Required work>
Copy every line of the records below, character for character, with nothing changed.

Source records>
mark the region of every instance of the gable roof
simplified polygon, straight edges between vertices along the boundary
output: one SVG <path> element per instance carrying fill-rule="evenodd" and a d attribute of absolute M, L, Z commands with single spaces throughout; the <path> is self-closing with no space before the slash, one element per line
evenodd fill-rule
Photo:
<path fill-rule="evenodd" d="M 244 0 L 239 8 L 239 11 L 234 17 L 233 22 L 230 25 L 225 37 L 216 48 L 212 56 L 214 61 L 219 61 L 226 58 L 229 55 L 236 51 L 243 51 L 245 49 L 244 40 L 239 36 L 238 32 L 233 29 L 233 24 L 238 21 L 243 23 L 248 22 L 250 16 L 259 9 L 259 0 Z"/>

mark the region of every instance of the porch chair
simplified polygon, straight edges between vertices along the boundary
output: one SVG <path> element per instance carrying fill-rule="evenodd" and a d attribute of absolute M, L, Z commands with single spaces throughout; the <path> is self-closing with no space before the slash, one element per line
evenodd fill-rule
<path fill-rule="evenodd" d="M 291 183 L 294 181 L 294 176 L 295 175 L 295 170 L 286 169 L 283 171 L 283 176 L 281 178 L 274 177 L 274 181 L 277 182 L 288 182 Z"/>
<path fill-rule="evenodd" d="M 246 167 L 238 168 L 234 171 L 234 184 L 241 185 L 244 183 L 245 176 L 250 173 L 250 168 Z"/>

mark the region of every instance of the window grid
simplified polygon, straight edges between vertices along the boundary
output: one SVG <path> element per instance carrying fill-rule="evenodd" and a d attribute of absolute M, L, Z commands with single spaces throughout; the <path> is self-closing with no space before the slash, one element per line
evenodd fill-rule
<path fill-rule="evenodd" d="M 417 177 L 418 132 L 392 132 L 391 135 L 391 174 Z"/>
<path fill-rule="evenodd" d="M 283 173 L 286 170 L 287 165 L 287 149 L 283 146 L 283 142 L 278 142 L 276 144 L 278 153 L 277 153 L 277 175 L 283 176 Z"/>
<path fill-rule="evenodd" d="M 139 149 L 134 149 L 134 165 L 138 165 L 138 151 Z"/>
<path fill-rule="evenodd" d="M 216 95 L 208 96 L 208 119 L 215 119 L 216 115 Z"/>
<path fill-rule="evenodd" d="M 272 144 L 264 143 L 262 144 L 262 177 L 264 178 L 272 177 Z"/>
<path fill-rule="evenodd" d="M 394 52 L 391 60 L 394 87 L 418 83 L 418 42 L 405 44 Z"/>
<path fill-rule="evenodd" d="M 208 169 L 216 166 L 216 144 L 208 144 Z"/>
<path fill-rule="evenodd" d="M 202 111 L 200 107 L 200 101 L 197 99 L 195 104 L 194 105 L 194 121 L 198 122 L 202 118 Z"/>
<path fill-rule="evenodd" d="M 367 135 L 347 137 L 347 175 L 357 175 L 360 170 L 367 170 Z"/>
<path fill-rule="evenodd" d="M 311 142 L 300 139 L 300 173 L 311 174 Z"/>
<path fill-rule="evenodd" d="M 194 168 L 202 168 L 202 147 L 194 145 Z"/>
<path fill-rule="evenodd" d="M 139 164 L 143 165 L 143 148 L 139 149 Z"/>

Task solution>
mark the region of every instance of the gable roof
simplified polygon, straight edges between vertices along the boundary
output: one SVG <path> element per instance carrying fill-rule="evenodd" and a d attribute of absolute M, L, Z commands with single spaces throughout; the <path> is self-closing with no space before the slash, one element per line
evenodd fill-rule
Photo:
<path fill-rule="evenodd" d="M 244 0 L 239 8 L 239 11 L 234 17 L 233 22 L 230 25 L 225 37 L 216 48 L 212 56 L 214 61 L 219 61 L 226 58 L 229 55 L 236 51 L 243 51 L 245 49 L 244 40 L 239 36 L 238 32 L 233 29 L 233 24 L 238 21 L 243 23 L 248 22 L 250 16 L 259 9 L 259 0 Z"/>

mark the region of every instance of the porch chair
simplified polygon, straight edges between vertices along the boundary
output: one SVG <path> element per instance carrying fill-rule="evenodd" and a d attribute of absolute M, L, Z commands with single spaces throughout; the <path> is self-closing with no space before the slash, one element per line
evenodd fill-rule
<path fill-rule="evenodd" d="M 291 183 L 294 181 L 294 176 L 295 175 L 295 170 L 286 169 L 283 171 L 283 176 L 281 178 L 274 177 L 274 181 L 277 182 L 288 182 Z"/>
<path fill-rule="evenodd" d="M 246 167 L 238 168 L 234 171 L 234 184 L 241 185 L 244 183 L 245 176 L 250 173 L 250 168 Z"/>

mark the region of every instance of the window grid
simplified polygon, straight edges between vertices along the boundary
output: one SVG <path> element per instance carrying fill-rule="evenodd" and a d attribute of absolute M, L, Z commands with single spaces throughout; the <path> is self-closing with no space before the slash, one element per line
evenodd fill-rule
<path fill-rule="evenodd" d="M 417 177 L 418 132 L 392 132 L 391 135 L 391 174 Z"/>
<path fill-rule="evenodd" d="M 283 173 L 286 170 L 287 165 L 287 149 L 283 146 L 283 142 L 278 142 L 276 144 L 278 153 L 277 153 L 277 175 L 283 176 Z"/>
<path fill-rule="evenodd" d="M 139 149 L 134 149 L 134 165 L 138 165 L 138 151 Z"/>
<path fill-rule="evenodd" d="M 216 95 L 208 96 L 208 119 L 215 119 L 216 115 Z"/>
<path fill-rule="evenodd" d="M 272 144 L 264 143 L 262 144 L 262 177 L 264 178 L 272 177 Z"/>
<path fill-rule="evenodd" d="M 394 52 L 391 60 L 394 87 L 418 83 L 418 42 L 405 44 Z"/>
<path fill-rule="evenodd" d="M 208 169 L 216 166 L 216 144 L 208 144 Z"/>
<path fill-rule="evenodd" d="M 202 111 L 200 107 L 200 101 L 197 99 L 195 104 L 194 105 L 194 121 L 198 122 L 202 118 Z"/>
<path fill-rule="evenodd" d="M 367 135 L 347 137 L 347 175 L 357 175 L 360 170 L 367 170 Z"/>
<path fill-rule="evenodd" d="M 311 142 L 300 139 L 300 173 L 311 174 Z"/>
<path fill-rule="evenodd" d="M 194 168 L 202 168 L 202 147 L 194 145 Z"/>
<path fill-rule="evenodd" d="M 139 164 L 143 165 L 143 148 L 139 149 Z"/>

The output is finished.